[START OF STORED DATA]

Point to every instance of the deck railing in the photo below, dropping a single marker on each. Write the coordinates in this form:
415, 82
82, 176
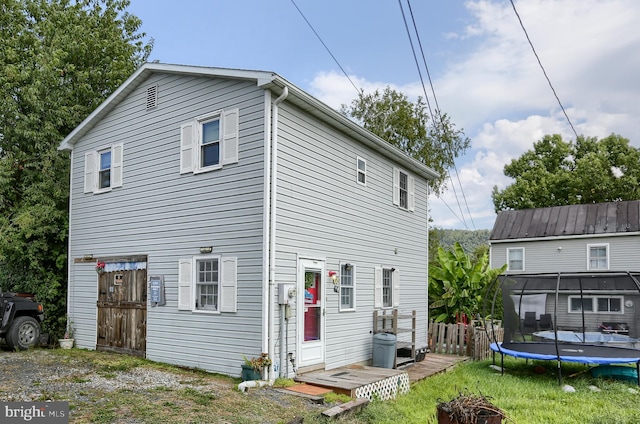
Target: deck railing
464, 339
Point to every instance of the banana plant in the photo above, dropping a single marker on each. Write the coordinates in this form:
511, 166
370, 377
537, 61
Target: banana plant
457, 284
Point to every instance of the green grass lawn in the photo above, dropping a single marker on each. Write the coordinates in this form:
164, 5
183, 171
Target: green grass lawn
527, 393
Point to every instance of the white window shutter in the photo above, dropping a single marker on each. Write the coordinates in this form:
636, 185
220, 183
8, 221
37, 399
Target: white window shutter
116, 165
377, 287
395, 291
412, 193
229, 286
396, 186
90, 172
184, 284
230, 129
187, 147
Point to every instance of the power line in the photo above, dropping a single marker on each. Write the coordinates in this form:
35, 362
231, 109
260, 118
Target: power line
543, 70
325, 46
437, 124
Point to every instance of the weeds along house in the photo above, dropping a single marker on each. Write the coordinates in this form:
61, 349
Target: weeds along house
217, 213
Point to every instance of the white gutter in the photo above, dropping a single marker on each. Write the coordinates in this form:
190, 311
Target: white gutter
272, 227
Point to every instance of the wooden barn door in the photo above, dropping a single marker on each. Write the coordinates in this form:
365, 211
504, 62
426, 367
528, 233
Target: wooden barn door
122, 311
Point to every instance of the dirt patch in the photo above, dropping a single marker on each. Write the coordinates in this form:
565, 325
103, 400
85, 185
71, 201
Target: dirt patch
110, 388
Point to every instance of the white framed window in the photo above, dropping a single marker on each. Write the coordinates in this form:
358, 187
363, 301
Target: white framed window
386, 287
209, 142
403, 190
515, 259
596, 304
597, 256
207, 283
361, 171
103, 169
347, 287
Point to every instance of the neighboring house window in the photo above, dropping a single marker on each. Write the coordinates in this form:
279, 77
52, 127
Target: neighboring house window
362, 171
515, 259
596, 304
403, 190
386, 287
347, 287
598, 256
103, 169
207, 283
209, 142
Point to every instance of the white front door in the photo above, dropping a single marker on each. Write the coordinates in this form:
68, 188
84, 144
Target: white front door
310, 313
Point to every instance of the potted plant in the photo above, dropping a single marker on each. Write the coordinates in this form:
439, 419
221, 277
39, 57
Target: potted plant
252, 368
67, 341
467, 408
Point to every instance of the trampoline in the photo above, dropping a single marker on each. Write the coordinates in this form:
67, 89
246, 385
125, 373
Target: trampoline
561, 301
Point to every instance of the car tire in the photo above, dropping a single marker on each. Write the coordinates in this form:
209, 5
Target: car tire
23, 334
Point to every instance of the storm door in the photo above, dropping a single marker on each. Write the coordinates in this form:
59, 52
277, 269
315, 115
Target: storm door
311, 312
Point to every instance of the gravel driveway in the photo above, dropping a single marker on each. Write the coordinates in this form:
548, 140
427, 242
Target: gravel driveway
111, 388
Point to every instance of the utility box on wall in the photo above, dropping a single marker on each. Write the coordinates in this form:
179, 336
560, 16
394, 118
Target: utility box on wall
286, 293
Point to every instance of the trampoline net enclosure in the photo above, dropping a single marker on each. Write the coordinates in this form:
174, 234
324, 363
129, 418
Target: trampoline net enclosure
581, 317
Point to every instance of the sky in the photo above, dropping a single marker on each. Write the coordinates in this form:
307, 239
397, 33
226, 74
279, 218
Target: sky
482, 68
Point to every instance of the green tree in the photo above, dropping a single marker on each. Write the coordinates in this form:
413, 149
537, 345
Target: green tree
391, 116
557, 173
59, 60
458, 284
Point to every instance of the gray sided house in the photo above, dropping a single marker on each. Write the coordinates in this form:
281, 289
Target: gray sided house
217, 213
592, 238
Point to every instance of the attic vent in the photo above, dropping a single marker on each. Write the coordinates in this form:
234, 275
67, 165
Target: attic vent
152, 97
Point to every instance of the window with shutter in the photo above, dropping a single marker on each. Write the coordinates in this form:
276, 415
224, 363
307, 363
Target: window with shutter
209, 142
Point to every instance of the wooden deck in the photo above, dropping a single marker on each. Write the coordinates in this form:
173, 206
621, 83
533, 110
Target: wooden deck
348, 380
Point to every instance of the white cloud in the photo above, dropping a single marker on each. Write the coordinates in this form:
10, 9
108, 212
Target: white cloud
499, 95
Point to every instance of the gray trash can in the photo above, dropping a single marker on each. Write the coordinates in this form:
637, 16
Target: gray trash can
384, 350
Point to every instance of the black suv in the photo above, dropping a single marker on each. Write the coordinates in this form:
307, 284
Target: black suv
21, 320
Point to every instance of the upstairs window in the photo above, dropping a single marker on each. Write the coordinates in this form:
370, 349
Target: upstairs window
386, 287
104, 173
403, 190
209, 142
515, 257
103, 169
361, 169
598, 256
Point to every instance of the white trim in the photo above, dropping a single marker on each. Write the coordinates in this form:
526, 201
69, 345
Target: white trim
570, 237
591, 245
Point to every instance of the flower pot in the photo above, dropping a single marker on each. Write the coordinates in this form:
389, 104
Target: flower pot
66, 343
250, 374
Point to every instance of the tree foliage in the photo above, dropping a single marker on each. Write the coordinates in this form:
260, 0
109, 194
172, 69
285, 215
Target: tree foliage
557, 173
458, 283
391, 116
59, 60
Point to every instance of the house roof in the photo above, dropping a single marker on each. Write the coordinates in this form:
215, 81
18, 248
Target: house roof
571, 220
263, 79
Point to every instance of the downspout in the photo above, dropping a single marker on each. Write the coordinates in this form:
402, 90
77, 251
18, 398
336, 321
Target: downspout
272, 226
266, 210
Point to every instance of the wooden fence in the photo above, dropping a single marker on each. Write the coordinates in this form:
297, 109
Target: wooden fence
463, 339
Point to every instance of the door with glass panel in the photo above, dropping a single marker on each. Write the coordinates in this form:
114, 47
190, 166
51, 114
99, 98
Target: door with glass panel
310, 312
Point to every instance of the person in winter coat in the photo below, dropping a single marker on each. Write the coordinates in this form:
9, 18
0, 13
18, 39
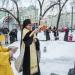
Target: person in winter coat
47, 35
56, 34
30, 58
12, 36
5, 64
66, 30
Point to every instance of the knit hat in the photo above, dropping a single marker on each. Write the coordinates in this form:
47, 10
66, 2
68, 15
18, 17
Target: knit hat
26, 22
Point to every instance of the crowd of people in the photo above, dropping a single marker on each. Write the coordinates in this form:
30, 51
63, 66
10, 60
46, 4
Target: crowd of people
28, 60
55, 32
10, 36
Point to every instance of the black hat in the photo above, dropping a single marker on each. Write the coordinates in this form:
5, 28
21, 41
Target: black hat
26, 22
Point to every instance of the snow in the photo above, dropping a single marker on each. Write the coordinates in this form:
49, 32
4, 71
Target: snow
58, 58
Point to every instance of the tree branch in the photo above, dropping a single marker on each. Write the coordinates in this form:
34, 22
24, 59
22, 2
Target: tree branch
5, 10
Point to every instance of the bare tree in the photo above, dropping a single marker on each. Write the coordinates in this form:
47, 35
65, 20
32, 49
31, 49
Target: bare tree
61, 6
8, 11
41, 4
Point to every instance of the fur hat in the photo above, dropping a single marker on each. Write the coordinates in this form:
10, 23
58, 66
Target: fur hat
26, 22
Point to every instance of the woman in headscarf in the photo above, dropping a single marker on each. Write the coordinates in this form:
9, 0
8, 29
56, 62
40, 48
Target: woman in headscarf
5, 60
30, 59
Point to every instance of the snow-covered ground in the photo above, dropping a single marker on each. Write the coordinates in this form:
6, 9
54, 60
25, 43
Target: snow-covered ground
58, 57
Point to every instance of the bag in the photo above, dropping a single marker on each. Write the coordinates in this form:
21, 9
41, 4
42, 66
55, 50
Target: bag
19, 62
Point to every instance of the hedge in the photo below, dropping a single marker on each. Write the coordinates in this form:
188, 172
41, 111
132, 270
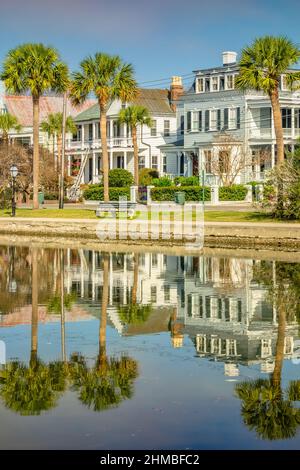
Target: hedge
236, 192
95, 193
192, 193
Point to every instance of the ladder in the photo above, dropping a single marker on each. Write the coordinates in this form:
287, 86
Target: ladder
74, 191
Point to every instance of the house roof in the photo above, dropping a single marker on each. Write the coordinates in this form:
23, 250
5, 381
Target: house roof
156, 100
21, 107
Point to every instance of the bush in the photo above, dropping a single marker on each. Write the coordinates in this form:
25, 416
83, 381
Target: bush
95, 193
192, 193
186, 180
236, 192
120, 178
162, 182
147, 175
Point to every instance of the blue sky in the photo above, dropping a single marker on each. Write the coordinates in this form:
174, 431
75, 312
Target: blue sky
160, 37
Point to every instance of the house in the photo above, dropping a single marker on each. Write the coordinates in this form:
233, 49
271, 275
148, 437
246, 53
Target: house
215, 120
86, 145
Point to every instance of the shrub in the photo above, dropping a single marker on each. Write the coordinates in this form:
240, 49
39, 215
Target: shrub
162, 182
147, 175
236, 192
192, 193
186, 180
95, 193
120, 178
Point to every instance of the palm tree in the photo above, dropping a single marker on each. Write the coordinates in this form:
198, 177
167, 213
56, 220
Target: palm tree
53, 127
261, 67
8, 122
34, 69
108, 78
133, 116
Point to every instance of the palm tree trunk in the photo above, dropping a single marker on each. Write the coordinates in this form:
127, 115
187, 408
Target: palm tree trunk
103, 320
36, 162
135, 156
105, 162
279, 355
274, 96
34, 304
135, 279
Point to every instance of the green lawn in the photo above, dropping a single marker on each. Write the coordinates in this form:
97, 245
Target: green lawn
210, 216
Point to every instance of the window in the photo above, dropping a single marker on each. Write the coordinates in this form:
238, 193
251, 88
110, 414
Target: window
286, 114
213, 120
214, 83
153, 131
208, 161
200, 85
229, 82
166, 128
232, 118
154, 162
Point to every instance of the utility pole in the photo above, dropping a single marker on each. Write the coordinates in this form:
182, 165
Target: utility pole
62, 169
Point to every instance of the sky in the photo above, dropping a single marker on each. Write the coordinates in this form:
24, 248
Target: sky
160, 38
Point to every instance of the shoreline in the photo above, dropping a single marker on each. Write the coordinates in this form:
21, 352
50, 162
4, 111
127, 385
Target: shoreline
227, 235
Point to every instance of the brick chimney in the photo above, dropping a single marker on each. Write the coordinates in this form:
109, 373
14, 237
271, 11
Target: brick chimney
176, 90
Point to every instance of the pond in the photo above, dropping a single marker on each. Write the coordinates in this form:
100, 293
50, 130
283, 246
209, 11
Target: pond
109, 350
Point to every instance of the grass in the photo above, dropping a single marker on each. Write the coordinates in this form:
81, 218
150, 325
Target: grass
210, 216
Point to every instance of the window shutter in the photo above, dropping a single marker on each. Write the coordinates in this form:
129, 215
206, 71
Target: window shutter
200, 121
225, 118
189, 120
207, 120
238, 118
218, 119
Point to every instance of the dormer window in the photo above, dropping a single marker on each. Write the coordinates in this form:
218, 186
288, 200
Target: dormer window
229, 82
214, 83
200, 85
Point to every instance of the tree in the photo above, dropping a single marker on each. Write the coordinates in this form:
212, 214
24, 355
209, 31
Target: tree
261, 67
108, 78
53, 127
35, 69
8, 122
133, 116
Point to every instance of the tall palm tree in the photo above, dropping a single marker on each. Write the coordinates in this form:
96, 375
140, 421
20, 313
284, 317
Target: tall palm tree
134, 116
261, 67
8, 122
53, 127
109, 78
34, 69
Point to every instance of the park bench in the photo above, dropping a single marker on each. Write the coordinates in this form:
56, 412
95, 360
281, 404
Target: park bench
116, 207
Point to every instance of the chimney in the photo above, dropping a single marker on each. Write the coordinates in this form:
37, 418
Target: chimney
176, 90
229, 57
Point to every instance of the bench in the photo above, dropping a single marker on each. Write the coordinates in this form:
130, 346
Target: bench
116, 207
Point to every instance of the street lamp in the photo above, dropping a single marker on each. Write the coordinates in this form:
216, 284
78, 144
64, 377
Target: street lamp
14, 173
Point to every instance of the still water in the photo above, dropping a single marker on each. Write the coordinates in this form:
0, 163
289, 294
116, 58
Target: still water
151, 351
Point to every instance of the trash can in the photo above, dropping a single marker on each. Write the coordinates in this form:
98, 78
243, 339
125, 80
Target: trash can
179, 197
41, 197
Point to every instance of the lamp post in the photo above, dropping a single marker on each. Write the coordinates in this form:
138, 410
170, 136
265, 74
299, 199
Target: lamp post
14, 173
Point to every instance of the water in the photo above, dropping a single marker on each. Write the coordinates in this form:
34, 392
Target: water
173, 363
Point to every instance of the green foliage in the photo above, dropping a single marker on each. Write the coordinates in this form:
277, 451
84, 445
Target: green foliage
236, 192
120, 178
162, 182
147, 175
192, 193
95, 193
186, 180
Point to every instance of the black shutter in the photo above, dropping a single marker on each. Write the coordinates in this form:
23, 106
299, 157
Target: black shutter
225, 119
238, 118
189, 120
200, 121
218, 119
207, 120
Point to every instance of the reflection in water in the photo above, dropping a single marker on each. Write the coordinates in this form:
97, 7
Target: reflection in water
237, 312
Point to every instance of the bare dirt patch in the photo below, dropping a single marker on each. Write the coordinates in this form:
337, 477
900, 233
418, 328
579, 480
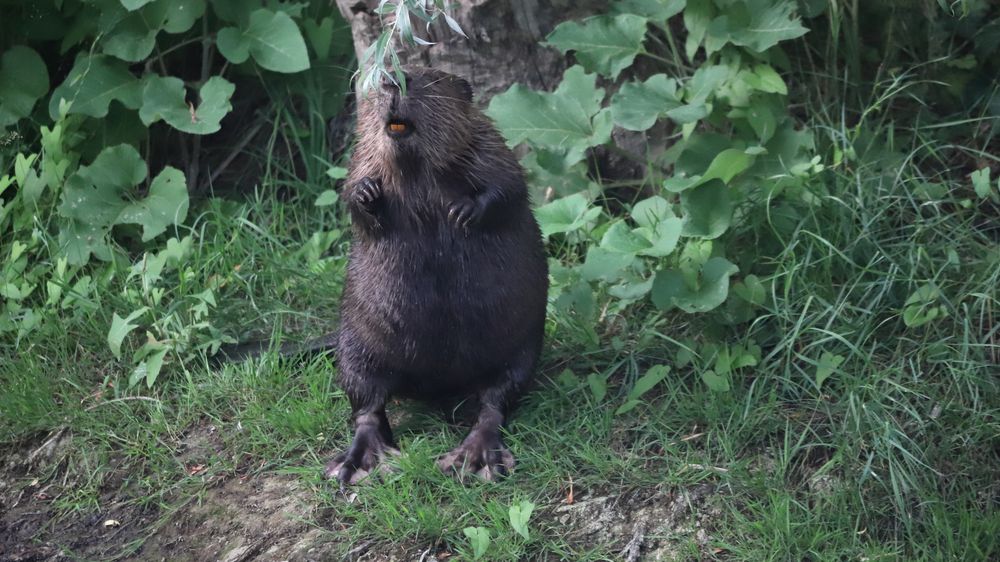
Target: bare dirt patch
271, 517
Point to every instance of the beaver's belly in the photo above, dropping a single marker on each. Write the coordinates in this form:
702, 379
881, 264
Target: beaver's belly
442, 311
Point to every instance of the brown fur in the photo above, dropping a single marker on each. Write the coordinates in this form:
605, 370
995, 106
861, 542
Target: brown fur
447, 278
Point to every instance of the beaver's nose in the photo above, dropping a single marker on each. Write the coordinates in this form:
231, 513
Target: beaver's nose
390, 82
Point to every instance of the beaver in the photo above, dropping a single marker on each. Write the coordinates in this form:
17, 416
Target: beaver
447, 278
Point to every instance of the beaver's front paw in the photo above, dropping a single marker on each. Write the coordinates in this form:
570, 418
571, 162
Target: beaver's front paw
366, 193
465, 212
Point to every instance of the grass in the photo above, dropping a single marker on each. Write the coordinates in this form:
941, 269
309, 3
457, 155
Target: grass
895, 456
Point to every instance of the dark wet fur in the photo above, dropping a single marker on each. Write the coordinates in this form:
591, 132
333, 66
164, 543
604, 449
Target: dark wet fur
447, 278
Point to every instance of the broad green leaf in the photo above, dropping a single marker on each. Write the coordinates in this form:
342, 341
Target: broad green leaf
233, 45
153, 363
707, 210
24, 79
770, 22
132, 5
620, 238
649, 212
566, 214
598, 386
131, 36
828, 363
677, 184
271, 38
699, 151
646, 382
662, 237
182, 14
670, 288
765, 79
657, 10
327, 198
120, 327
479, 537
519, 515
981, 182
755, 24
603, 44
604, 265
697, 17
762, 120
92, 83
727, 164
704, 83
166, 204
570, 119
638, 105
165, 98
715, 382
94, 201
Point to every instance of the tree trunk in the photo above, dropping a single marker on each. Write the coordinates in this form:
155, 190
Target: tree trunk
502, 47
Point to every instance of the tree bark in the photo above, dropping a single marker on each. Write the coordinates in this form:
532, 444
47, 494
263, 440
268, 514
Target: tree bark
502, 47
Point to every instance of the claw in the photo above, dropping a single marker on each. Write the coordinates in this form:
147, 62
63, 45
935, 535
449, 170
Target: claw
481, 454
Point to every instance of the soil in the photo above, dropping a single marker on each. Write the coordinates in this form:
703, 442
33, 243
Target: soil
270, 517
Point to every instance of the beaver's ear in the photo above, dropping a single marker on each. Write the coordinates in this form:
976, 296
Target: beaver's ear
464, 88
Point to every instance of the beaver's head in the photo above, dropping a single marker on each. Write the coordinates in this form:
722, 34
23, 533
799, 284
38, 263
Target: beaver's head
429, 124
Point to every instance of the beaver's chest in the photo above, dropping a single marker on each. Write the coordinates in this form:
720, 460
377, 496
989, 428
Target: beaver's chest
439, 302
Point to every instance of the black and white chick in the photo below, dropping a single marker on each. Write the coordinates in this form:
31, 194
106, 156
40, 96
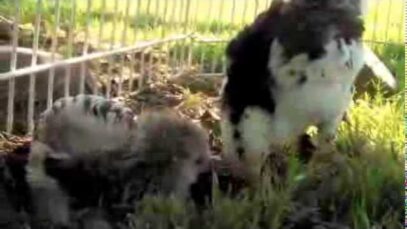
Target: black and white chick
292, 68
90, 152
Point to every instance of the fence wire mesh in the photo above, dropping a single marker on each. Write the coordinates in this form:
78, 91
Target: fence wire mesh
55, 48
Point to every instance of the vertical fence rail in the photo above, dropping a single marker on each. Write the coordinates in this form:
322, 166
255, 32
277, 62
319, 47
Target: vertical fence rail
85, 48
213, 22
13, 67
51, 76
31, 90
71, 23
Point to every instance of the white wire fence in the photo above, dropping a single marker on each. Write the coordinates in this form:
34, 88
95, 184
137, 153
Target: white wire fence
55, 48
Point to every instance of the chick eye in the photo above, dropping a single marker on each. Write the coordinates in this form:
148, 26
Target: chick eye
198, 161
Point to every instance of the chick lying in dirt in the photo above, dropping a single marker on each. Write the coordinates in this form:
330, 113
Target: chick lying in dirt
89, 152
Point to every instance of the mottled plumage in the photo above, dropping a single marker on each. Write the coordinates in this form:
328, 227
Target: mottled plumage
90, 152
292, 68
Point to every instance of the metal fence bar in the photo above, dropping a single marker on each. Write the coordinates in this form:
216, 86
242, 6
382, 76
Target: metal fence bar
215, 61
72, 22
31, 89
85, 48
109, 60
137, 47
54, 45
123, 44
13, 67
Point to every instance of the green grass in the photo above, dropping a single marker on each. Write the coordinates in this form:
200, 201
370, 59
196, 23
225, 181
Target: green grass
359, 186
152, 18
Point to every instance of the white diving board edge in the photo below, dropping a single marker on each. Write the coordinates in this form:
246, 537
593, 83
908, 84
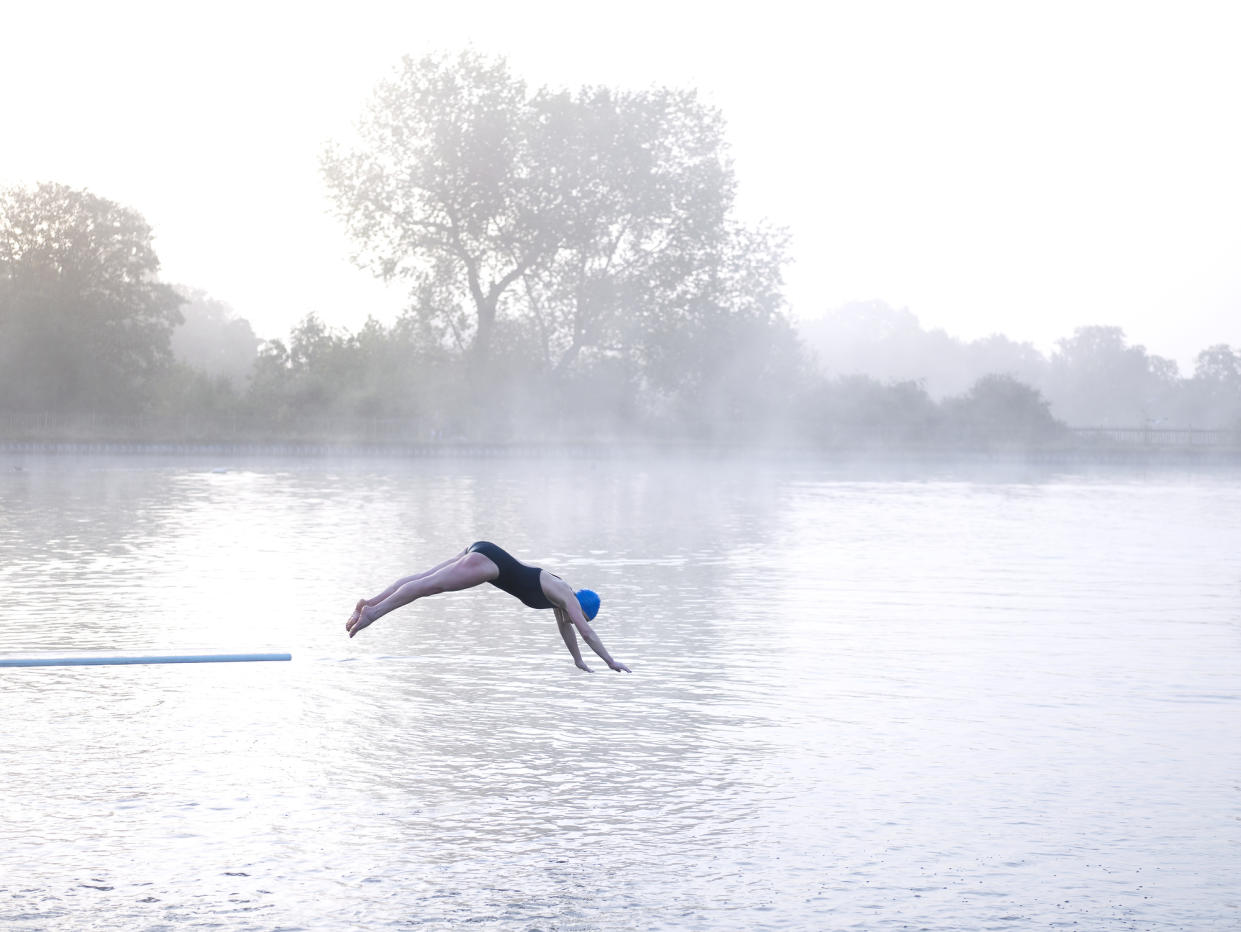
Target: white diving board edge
113, 659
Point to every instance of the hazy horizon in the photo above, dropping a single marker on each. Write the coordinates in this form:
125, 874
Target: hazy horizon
992, 170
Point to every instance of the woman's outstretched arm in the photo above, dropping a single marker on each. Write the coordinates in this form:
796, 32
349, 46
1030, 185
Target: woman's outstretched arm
566, 604
570, 636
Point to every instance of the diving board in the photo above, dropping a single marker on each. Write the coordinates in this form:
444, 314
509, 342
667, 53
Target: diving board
104, 659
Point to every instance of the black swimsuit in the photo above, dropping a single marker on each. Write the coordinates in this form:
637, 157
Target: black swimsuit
515, 577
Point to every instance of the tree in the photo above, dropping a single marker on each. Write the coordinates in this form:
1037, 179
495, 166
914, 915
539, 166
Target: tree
595, 222
1215, 389
215, 340
1098, 380
998, 407
85, 324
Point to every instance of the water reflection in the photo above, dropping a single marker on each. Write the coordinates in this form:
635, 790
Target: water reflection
855, 704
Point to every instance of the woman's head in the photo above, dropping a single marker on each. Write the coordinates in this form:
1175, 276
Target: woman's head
590, 603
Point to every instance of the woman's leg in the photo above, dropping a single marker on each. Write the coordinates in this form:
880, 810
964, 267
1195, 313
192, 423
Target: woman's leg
464, 572
402, 581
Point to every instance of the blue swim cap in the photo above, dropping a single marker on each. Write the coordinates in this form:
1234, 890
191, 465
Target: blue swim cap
590, 603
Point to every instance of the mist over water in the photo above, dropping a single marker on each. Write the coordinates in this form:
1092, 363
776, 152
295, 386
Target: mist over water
941, 701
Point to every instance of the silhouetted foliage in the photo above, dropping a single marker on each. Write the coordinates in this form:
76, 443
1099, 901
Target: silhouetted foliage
571, 230
85, 323
998, 407
212, 339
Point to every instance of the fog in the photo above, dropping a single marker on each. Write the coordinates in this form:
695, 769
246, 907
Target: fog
576, 268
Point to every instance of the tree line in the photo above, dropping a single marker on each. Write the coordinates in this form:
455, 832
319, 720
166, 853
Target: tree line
575, 268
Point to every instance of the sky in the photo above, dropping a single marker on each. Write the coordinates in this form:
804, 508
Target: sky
1015, 168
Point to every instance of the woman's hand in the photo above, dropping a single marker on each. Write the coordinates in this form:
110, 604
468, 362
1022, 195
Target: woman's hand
361, 618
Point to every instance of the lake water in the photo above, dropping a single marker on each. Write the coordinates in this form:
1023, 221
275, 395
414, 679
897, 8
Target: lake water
921, 701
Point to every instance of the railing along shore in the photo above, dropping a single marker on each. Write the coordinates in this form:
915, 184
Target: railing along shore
413, 438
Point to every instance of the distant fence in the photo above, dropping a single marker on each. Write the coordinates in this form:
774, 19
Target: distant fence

[END OF STORED DATA]

# EXERCISE REQUIREMENTS
Repeat exactly the lines above from the line that contains "Point to every instance of the woman's hand" through the end. Include both of these ends; leave out everything else.

# THE RESULT
Point to every instance of the woman's hand in the photo above, dropping a single marker on each. Write the coordinates in this form:
110, 604
468, 362
1022, 195
Target: woman's hand
361, 618
Point to every instance of the lake water in the photo above, dropping a single marker on each. Write the coordinates in this form:
1023, 221
275, 395
414, 679
897, 8
Target: lake water
921, 701
Point to every instance of the railing along shore in the photo above, dropping a single marker on each. Write the coordinates in this form:
915, 184
Target: railing along shore
413, 438
Point to every instance of the distant fence in the photo above, dropping a single marker on each. Write the coordinates in this form:
774, 19
Target: distant fence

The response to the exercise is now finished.